===== Data provided =====

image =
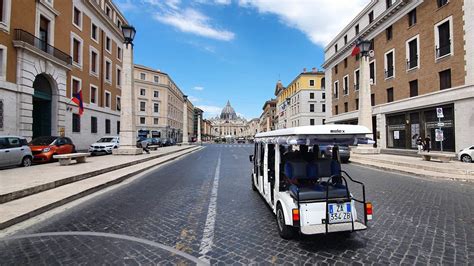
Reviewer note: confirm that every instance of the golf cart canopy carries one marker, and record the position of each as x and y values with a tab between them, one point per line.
312	135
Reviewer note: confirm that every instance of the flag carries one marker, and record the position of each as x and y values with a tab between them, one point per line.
355	51
77	99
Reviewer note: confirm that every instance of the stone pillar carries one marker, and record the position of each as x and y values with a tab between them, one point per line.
199	129
128	129
185	119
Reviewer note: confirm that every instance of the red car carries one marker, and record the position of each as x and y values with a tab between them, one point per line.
43	148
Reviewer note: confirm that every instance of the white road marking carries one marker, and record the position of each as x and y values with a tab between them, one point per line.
208	235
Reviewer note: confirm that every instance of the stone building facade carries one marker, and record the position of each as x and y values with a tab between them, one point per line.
422	61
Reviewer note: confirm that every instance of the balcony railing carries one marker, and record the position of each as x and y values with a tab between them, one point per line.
443	50
24	36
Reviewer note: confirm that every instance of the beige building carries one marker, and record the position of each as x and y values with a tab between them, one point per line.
50	50
159	104
422	60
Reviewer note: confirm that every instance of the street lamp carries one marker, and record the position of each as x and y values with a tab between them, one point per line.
128	127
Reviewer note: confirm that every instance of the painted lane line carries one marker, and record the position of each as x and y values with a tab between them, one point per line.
208	235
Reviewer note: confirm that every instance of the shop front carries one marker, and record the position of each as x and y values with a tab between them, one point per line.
437	124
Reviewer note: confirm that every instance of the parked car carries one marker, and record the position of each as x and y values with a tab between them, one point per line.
466	155
105	145
344	152
14	151
43	148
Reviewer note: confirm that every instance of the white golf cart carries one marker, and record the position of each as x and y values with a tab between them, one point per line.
308	194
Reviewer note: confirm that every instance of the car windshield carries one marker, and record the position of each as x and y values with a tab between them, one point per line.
42	141
105	140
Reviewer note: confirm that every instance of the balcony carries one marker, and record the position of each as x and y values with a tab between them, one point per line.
28	38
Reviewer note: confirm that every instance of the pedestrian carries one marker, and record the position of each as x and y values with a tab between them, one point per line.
419	143
427	144
144	144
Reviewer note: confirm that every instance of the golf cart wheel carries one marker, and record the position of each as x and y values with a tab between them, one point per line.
466	158
285	231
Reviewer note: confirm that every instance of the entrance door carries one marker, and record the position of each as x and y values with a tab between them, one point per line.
41	107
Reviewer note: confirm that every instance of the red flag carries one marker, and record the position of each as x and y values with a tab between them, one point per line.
355	51
77	99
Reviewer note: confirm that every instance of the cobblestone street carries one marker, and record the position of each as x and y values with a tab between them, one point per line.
416	221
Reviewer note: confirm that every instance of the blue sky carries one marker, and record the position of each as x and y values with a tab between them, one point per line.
219	50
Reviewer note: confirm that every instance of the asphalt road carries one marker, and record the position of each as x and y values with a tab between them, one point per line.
203	206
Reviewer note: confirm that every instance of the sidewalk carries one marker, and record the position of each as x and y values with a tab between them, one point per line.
453	170
27	192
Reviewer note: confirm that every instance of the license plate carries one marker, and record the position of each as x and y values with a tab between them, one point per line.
339	212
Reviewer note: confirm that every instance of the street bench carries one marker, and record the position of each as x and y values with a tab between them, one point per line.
65	159
443	157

=====

Set problem: Rewrite all the records above, changing every "Reviewer note" to "Annotator note" and keeping everything else the same. Leave the pictures out.

Result of this exercise:
image =
Annotator note: confirm that every instance of the golf cart canopy carries one marker, and record the position of each as x and y values with a tab between them, one point per line.
312	135
Annotator note: confirm that every instance of the flag carries one marker, and record the position of each as x and y values with a tab between them, one point per line.
355	51
77	99
Annotator note: confirm that every instance of the stone pillar carries one marker, and record the position of each as x and y values with a tab between them, one point per line.
199	129
128	129
185	119
Annotator note: confirm that every instance of the red car carries one marker, and record the position of each as x and y values with a tab between them, one point per line.
43	148
Annotator note: confirm that every instance of the white road marking carries one marker, and record the position of each as x and y values with a tab between them, one point per line.
208	235
Annotator note: confirm that every instance of the stone building facade carries one marker, and record the position of each as x and y values with a tab between them, one point per line.
422	61
Annotator note: confirm that every instance of the balcony railing carries one marker, and record the position of each as x and y values with a tab between them, one point per line.
443	50
24	36
Annotator note: confirm that every instance of the beige building carries one marker, and record the position of each as x and y values with a tab between them, one point per line.
50	50
159	104
422	60
Annotator note: confirm that every instance of the street lamp carries one marker, and record the position of each as x and y values with a tab between them, one point per line.
128	127
Annotator note: confirm that every instance of the painted lane line carries one marker, and record the position of each as x and y values with a tab between them, one point per line.
208	235
Annotator note: confirm that every instance of the shop front carries one marker, and record the position of each as x and y values with a tab between them, one point per line.
437	124
Annotator note: confirm that every instance of the parked car carries one marker, and record the position of each as x and y values with a tab between them, one point per line.
466	155
105	145
344	152
14	151
43	148
Annotator note: confirm that every instance of the white golf cart carries one marker, and record the position of each as x and y values with a tab between them, one point per line.
308	194
Annotator note: confirm that every instance of the car windshield carries one marker, and record the position of each as x and y values with a tab between them, one point per line.
42	141
105	140
Annotator note: confirm that every instance of the balcony carries one marker, and record the position of each as x and y values with a tab between them, one point per line.
28	38
Annotator note: confirm that every instance of the pedestrian carries one marker, and record the position of each as x and y values with a tab between them, one point per line.
419	143
427	144
144	144
Annotator note: confirm that every instance of the golf cart wheel carries one marker, and record the position of each as x and y values with a tab between them, one point per line.
466	158
285	231
Annotator note: confirm that every instance of the entrance door carries one marker, and record the position of each as x and y values with a tab between them, one point per line.
41	107
Annotator note: confirm that every instance of the red flag carries one marker, and record the position of each as x and y values with a tab between them, one point per line.
355	51
77	99
Annotator note: confirm that every instance of the cobblestone street carries one marker, and record the position of each as x and y values with a tab between them, one point per line.
416	221
Annotator note: confirm that every instance of the blue sky carries one marker, and record the position of each as x and y values with a tab between them, one point per line.
219	50
Annotator note: confirm that every instance of the asphalt road carries one marker, and record the position of each as x and y values with a tab between them, one point per line.
203	206
Annotator note: confirm that every instance of the sidewalk carries one marker, and record the position of each as x and y values with a tab between them, one point per line.
453	170
27	192
Annotator note: confirm that every instance of the license plate carries one marker, and record the position of each as x and y values with a tab between them, one point per line.
339	212
Annotator note: confirm that every instance of the street bench carries one marker, and record the position of each as x and y values with a tab between them, one point per line.
65	159
443	157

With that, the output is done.